» **LISTA DE TAREFAS**:
a - Atualize o texto fornecido de "Texto de Mário" a "espaço de querer.", trocando "guarda-chuveiro" por "consertador de guarda-chuvas".
b - Segundo o texto fornecido, em que fanzine se inspirou "Mecânicos de Guarda-chuva"?

» **TEXTO FORNECIDO**:

━━━━━━━━━━━━━━━━

Texto de Mário Rui Feliciani, fotografo, na exposição "... e um pouco das pessoas". Na foto seu Antonio consertando guarda-chuvas.
Mecânicos de Guarda-chuva” nasceu inspirado no fanzine “Quando o Amor Acaba...*”. Da mesma forma que ele, viemos falar das coisas que acabam. Como nosso amigo guarda-chuveiro, que na modernidade vê sua profissão acabar-se, pensamos ser como mecânicos de coisas pouco valorizadas, tidas hoje como arcaicas. Insistimos em falar e acreditar nas coisas que passam, as idealizamos, eternizamos; como esculturas prolongamos sua existência. Na verdade, tratamos aqui de eternizar nossos desejos; não é puro delírio, nem romantismo involuntário. Esse é nosso espaço de querer.

━━━━━━━━━━━━━━━━

» **SEÇÃO DE DADOS**:

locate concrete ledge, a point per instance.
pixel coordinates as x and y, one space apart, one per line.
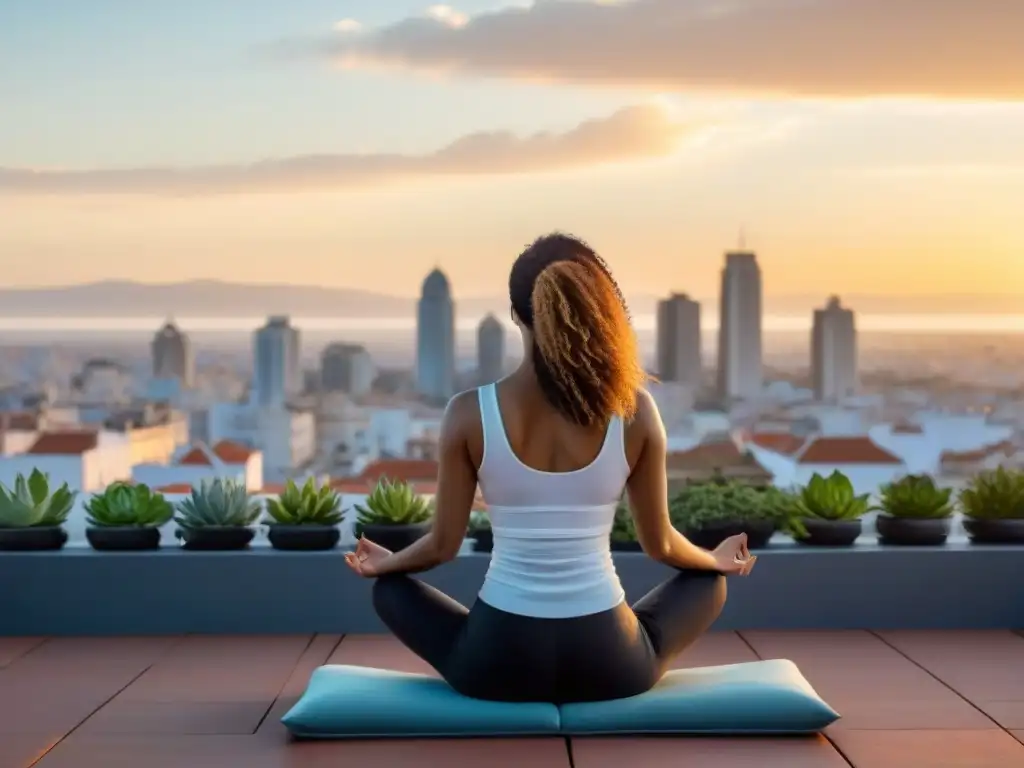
82 592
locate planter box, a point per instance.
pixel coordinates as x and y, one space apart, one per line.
261 591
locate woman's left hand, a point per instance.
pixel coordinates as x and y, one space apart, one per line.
367 558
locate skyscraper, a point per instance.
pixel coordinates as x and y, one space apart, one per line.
276 374
739 347
172 355
347 368
678 344
435 338
489 349
834 352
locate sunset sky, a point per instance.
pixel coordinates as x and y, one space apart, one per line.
869 146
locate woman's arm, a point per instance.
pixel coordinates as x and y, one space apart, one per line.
456 493
648 492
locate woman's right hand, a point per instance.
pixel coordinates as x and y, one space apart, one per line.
732 557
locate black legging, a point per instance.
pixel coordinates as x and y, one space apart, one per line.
489 653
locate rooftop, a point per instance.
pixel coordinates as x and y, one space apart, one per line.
907 698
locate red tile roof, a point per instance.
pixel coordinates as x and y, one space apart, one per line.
195 458
712 455
1006 448
232 453
65 443
174 487
839 451
401 469
22 421
779 442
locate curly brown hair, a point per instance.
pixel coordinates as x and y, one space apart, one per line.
585 349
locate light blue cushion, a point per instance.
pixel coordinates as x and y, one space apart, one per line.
765 697
344 701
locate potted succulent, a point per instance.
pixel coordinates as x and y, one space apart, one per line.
304 518
707 513
218 515
393 515
993 507
126 517
828 511
479 530
32 517
914 512
624 531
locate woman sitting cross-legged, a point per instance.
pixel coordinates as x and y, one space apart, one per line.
552 446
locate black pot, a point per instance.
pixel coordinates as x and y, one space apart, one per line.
909 531
216 538
830 532
758 532
303 538
33 540
120 539
626 546
393 538
483 541
994 531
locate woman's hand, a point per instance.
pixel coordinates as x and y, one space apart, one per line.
367 558
732 557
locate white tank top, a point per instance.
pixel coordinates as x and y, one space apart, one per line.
551 554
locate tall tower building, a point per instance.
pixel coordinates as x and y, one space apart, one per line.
834 352
276 373
172 354
435 338
678 340
739 346
489 350
347 368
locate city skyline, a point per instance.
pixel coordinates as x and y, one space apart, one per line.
311 164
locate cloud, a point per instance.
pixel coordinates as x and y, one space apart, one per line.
810 48
635 132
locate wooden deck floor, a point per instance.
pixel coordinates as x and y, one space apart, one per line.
909 699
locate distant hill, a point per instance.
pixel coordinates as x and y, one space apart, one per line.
222 299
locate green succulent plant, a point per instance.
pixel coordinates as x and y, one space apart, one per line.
217 503
700 505
307 505
996 495
393 503
915 497
31 504
830 498
122 505
623 527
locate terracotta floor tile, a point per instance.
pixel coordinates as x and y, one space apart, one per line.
317 653
205 685
948 749
12 648
813 752
65 680
985 668
871 685
253 752
22 751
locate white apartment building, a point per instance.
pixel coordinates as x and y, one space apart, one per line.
347 368
287 437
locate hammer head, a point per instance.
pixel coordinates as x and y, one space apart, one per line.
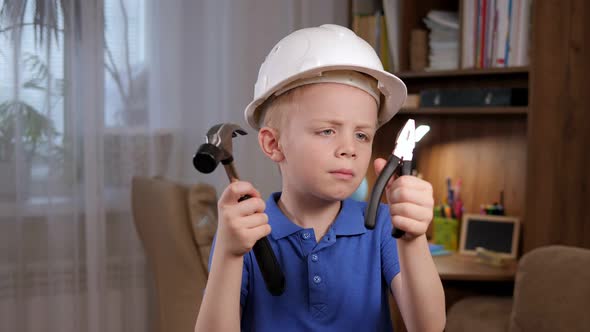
217 147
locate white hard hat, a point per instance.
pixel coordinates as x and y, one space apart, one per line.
310 52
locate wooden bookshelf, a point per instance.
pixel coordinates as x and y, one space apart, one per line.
463 72
536 154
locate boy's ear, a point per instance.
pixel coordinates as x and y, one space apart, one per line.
268 138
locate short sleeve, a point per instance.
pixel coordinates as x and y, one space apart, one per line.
245 272
389 257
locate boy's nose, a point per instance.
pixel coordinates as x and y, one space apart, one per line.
347 149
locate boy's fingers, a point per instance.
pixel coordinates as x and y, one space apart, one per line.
235 190
411 195
253 221
409 181
250 206
378 164
409 225
260 231
411 210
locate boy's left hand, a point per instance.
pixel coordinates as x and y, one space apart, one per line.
410 202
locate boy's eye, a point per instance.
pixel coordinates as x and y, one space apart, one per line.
362 137
327 132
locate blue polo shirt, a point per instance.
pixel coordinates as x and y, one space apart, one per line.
338 284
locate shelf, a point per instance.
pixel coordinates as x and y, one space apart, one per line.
464 110
464 72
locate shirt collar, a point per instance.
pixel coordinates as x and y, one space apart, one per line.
350 219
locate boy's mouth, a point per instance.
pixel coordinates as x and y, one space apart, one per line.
343 173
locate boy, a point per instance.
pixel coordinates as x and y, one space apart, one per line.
320 96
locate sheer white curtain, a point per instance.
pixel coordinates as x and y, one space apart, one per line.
115 88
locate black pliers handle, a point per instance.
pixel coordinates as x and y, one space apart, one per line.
400 161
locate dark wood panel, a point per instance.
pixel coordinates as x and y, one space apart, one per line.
464 110
487 153
481 73
558 190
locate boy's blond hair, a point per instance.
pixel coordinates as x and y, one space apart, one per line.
275 113
275 109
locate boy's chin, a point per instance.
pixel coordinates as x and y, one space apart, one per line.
337 195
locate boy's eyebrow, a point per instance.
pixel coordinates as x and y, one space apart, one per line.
339 123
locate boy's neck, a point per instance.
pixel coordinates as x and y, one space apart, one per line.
309 212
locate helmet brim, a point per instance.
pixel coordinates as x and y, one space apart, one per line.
393 90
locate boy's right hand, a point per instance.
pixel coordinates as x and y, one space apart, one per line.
243 223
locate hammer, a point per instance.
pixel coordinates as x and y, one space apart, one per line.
218 148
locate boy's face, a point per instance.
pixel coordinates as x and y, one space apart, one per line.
327 140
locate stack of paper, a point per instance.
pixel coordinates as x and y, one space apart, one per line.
443 40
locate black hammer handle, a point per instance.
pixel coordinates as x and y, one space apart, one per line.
269 265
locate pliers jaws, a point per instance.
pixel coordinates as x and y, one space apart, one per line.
400 161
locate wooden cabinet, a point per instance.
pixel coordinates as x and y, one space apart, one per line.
539 155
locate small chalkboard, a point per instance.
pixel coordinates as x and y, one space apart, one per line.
496 233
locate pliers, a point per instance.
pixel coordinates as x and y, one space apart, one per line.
400 161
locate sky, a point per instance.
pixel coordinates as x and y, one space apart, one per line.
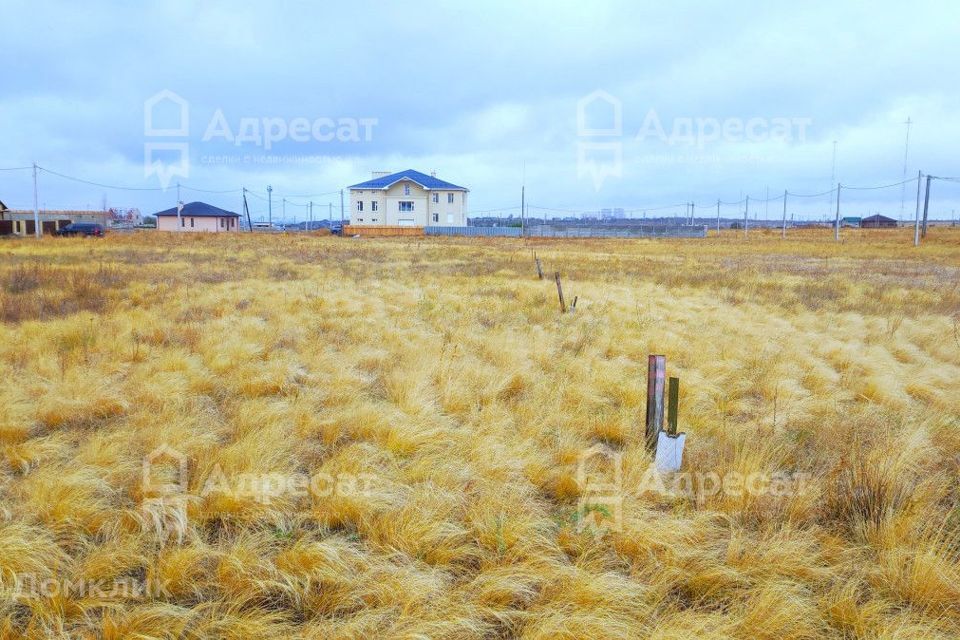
633 105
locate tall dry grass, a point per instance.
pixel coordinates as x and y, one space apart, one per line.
431 405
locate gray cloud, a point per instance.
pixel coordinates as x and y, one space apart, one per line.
477 91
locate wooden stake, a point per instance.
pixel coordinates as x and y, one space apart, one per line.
656 373
673 405
563 305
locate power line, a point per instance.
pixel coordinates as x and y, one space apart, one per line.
183 186
885 186
98 184
812 195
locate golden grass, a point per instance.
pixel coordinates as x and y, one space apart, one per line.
382 437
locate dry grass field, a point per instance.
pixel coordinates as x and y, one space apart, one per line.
386 438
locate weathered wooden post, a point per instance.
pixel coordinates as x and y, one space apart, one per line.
656 374
563 305
669 455
673 405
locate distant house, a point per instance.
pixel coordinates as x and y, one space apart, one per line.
878 222
22 221
408 198
198 216
850 221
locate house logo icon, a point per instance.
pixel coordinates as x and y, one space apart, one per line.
599 115
151 107
165 472
166 158
599 108
600 506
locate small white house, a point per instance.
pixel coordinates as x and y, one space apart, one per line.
408 198
198 216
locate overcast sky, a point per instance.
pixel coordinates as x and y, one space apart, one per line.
485 93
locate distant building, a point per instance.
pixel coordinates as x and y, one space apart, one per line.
408 198
198 216
850 221
21 221
878 222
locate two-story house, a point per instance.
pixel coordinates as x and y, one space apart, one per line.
408 198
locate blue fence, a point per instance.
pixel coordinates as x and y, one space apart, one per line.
492 232
577 231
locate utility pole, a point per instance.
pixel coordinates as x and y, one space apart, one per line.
916 223
746 217
906 149
270 206
523 203
836 220
784 232
37 230
833 165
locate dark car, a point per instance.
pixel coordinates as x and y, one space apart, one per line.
81 229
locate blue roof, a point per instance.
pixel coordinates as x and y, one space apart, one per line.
425 181
199 210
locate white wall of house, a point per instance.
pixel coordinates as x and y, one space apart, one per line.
198 223
429 207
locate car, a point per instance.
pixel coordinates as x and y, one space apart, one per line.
81 229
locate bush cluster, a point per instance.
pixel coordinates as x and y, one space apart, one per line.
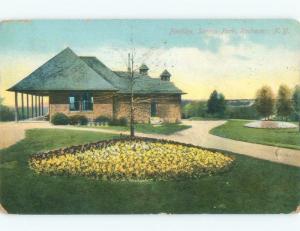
62 119
78 120
119 122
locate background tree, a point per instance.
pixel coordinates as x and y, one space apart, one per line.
284 105
296 101
264 102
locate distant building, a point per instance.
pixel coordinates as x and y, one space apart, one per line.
83 85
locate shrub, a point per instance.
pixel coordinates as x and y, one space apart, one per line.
102 119
60 119
78 119
119 122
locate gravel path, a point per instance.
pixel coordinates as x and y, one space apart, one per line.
198 135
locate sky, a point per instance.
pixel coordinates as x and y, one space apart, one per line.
235 57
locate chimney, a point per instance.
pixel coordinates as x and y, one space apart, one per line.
144 69
165 76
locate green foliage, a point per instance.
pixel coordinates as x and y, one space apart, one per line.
60 119
296 99
78 120
284 103
194 109
216 104
103 119
264 102
252 186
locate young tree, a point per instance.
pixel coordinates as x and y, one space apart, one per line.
212 103
296 100
264 101
221 106
284 103
216 104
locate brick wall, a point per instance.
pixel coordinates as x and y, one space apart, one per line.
168 107
59 102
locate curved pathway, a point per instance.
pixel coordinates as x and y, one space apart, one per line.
198 134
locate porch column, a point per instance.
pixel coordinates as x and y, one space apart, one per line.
32 112
16 107
35 109
39 105
42 105
27 106
22 105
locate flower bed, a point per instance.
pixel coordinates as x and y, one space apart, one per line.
131 159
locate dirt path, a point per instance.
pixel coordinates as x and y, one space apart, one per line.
199 135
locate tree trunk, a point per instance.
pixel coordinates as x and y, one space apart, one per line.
131 100
131 117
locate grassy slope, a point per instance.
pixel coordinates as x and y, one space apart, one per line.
234 129
252 186
165 129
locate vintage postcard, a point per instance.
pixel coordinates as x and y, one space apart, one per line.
150 116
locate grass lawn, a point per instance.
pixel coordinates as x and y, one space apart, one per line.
165 129
204 118
252 185
234 129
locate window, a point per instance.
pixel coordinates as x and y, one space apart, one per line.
87 102
81 102
74 103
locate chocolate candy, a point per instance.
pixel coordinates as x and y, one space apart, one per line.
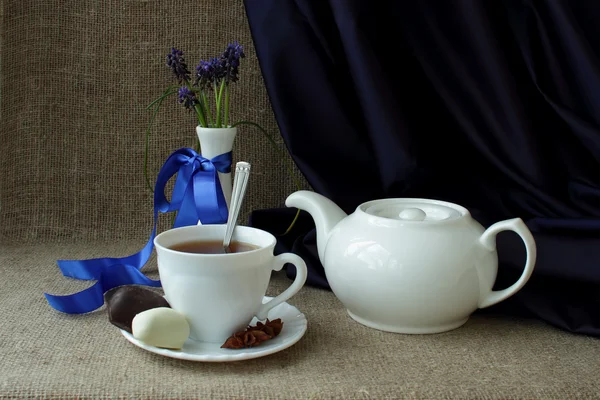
125 302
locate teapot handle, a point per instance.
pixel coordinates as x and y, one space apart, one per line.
488 240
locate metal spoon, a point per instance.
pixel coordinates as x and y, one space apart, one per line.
240 181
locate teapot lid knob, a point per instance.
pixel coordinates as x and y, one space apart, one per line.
412 214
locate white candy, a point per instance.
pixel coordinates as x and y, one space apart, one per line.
161 327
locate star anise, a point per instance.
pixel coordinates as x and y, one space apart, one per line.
254 335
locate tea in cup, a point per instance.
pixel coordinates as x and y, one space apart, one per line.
219 293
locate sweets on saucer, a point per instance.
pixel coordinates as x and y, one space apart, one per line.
125 302
161 327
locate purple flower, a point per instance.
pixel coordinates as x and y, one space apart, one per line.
230 61
187 97
208 73
177 64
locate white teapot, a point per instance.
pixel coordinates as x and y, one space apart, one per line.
410 265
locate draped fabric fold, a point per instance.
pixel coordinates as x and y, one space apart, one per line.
197 196
492 105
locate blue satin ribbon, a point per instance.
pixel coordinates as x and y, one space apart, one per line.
197 196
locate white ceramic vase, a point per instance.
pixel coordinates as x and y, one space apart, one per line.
216 141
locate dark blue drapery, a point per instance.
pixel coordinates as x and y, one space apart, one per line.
494 105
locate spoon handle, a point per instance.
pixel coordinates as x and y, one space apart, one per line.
240 181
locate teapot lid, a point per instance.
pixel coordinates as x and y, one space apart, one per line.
407 209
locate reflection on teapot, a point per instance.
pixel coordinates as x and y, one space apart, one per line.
410 265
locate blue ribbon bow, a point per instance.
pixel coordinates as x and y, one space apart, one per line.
197 196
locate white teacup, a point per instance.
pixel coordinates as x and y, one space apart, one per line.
219 294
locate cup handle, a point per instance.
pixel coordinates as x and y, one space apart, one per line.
301 273
488 240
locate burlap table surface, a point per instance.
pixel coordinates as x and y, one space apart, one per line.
46 353
75 79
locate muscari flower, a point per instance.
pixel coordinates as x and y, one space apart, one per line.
187 97
209 73
177 64
230 61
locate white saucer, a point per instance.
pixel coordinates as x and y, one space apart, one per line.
294 327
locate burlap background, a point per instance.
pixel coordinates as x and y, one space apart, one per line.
76 79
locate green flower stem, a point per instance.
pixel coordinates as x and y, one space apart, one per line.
226 110
208 113
219 96
282 155
198 108
158 103
217 106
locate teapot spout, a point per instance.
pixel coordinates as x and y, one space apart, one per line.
324 211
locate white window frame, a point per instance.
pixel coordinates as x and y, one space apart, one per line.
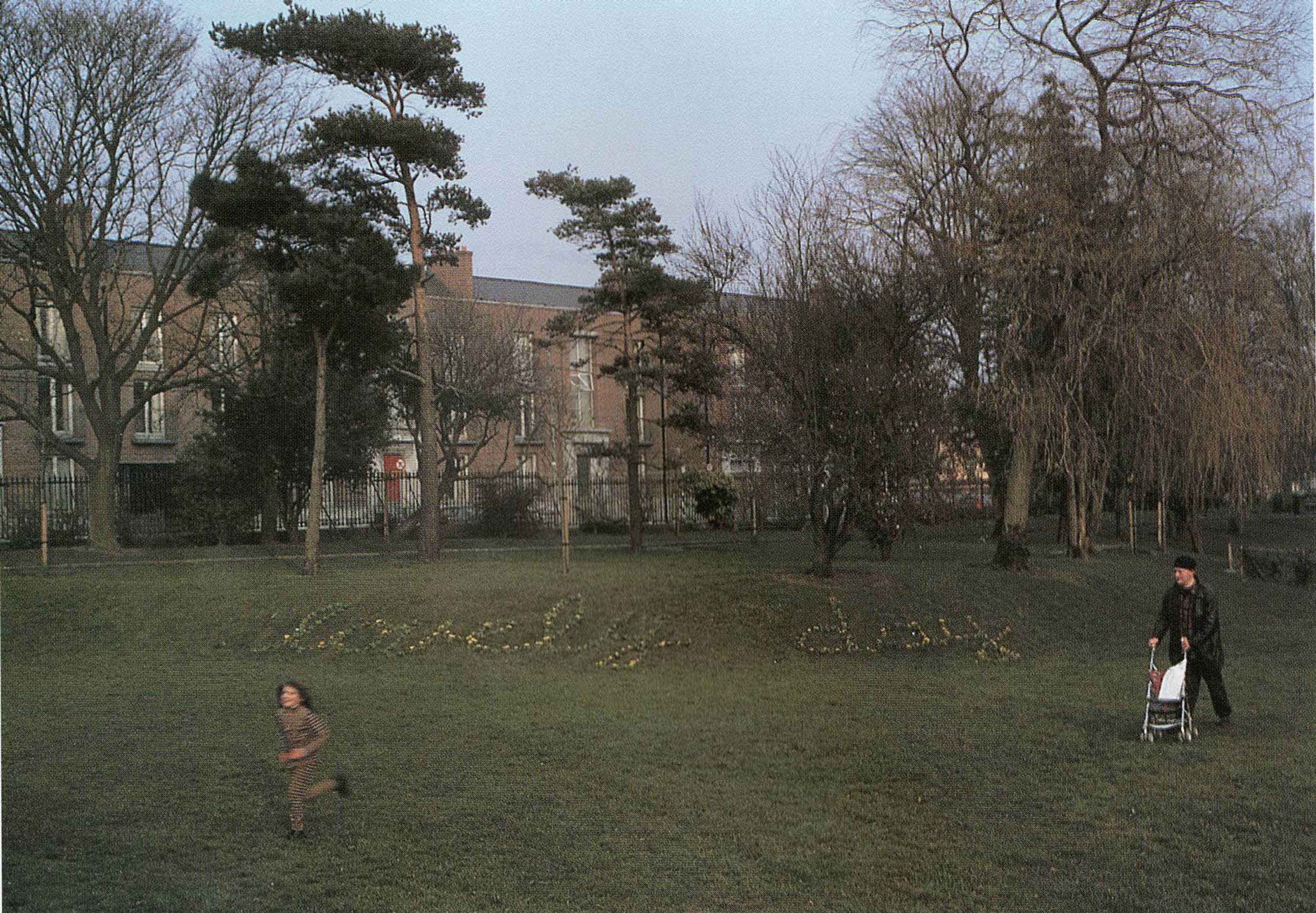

━━━━━━━━━━━━━━━━

» **RESPOSTAS ESPERADAS**:
a -
Texto de Mário Rui Feliciani, fotografo, na exposição "... e um pouco das pessoas". Na foto seu Antonio consertando guarda-chuvas.
Mecânicos de Guarda-chuva” nasceu inspirado no fanzine “Quando o Amor Acaba...*”. Da mesma forma que ele, viemos falar das coisas que acabam. Como nosso amigo consertador de guarda-chuvas, que na modernidade vê sua profissão acabar-se, pensamos ser como mecânicos de coisas pouco valorizadas, tidas hoje como arcaicas. Insistimos em falar e acreditar nas coisas que passam, as idealizamos, eternizamos; como esculturas prolongamos sua existência. Na verdade, tratamos aqui de eternizar nossos desejos; não é puro delírio, nem romantismo involuntário. Esse é nosso espaço de querer.

b - No fanzine "Quando o Amor Acaba...".